Cape Town rental market update

The rental market in Cape Town is in a state of flux at the moment, and tenants are possibly in a better position when it comes to value for money and the choice available to them, than ever before, says Michael Bauer, managing director of property company

“The first possible reason for this is that many investors bought property purely to rent out as short term lets because of the rising popularity of AirBnB or other DIY holiday accommodation websites. However, they have since realised that it’s not as easy to make money from this type of rental as it first was made out to be. Short-term lets often create a high volume of administrative work and are often higher risk rentals than long term lets. It also very much depends on the number of tourists in Cape Town,” says Bauer.

In addition, many bodies corporate and home owner associations dislike short-term lets because of the security risks they might pose and the higher number of people who have access to their building.

Now, many landlords have put their units back on the market as longer-term rentals, which has created an increase in the number of units available.

Add to this, many potential tenants are struggling financially, and simply cannot pay high rentals, and this is forcing landlords to reconsider the amount they let their units for.

“It’s simple economics: supply and demand laws will dictate market price and many landlords are having to reassess their expectations of their investment portfolios,” says Bauer.

▶ **EXERCISE TASK 1**:
Answer these questions from the Cape Town rental market update:
(a) What do short-term lets often create a high volume of?
(b) Why do many bodies corporate and home owner associations dislike short-term lets?
(c) What are financial struggles among potential tenants forcing landlords to reconsider?
▶ **EXERCISE TASK 2**: Write the next part of the Cape Town rental market update, starting right after its last sentence.

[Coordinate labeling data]
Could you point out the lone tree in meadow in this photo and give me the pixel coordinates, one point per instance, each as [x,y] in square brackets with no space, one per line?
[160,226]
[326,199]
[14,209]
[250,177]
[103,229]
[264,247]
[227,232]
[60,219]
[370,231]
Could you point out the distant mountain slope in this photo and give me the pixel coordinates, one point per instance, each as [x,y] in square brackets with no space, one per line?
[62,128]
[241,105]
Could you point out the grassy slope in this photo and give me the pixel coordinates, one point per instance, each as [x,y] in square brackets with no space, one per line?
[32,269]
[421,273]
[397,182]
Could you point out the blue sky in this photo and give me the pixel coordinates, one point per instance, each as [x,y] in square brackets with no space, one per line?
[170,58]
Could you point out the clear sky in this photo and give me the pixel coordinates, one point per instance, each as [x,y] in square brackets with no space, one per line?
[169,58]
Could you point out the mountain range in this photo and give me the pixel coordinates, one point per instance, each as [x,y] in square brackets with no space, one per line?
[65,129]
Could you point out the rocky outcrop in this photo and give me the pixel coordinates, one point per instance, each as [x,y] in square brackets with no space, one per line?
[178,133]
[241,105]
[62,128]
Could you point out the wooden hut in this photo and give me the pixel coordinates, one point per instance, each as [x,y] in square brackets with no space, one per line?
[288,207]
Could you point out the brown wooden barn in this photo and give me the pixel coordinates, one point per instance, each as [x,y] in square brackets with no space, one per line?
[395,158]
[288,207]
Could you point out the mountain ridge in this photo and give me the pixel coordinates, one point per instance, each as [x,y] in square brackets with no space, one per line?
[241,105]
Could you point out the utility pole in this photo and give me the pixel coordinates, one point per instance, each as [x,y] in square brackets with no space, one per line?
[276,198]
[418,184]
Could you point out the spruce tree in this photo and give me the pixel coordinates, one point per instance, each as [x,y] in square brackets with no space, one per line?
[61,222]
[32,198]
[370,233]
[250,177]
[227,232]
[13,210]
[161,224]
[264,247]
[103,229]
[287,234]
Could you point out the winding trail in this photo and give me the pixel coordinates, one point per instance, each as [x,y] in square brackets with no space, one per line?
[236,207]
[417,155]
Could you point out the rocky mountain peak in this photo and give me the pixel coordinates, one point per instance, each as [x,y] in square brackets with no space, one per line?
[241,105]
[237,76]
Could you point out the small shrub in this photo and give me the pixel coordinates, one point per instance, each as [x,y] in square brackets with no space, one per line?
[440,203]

▶ **EXERCISE RESPONSE 1**:
(a) Administrative work.
(b) Because of the security risks the lets might pose and the higher number of people who have access to their building.
(c) The amount they let their units for.

▶ **EXERCISE RESPONSE 2**:
Looking at the TPN Residential Sector Vacancy Survey for the fourth quarter of 2018, figures show that there is a declining trend and this report says:

“The national supply rating has increased marginally from 64.7% in 2018 third quarter to 66.4% in 2018 fourth quarter. This increase along with a slight decline in the national demand rating from 63.1% in 2018 third quarter to 61.8% in 2018 fourth quarter results in a deteriorating market strength index of 47.7% in 2018 fourth quarter.

“With the market strength index now officially below the equilibrium level of 50%, one could argue that tenants now have the upper hand when it comes to negotiating rental agreements.”

Figures show that the market has changed quite dramatically in the Western Cape from a high of around 85% in the first quarter of 2016 to a figure of 46.9% in the fourth quarter of 2018 according to the same TPN report.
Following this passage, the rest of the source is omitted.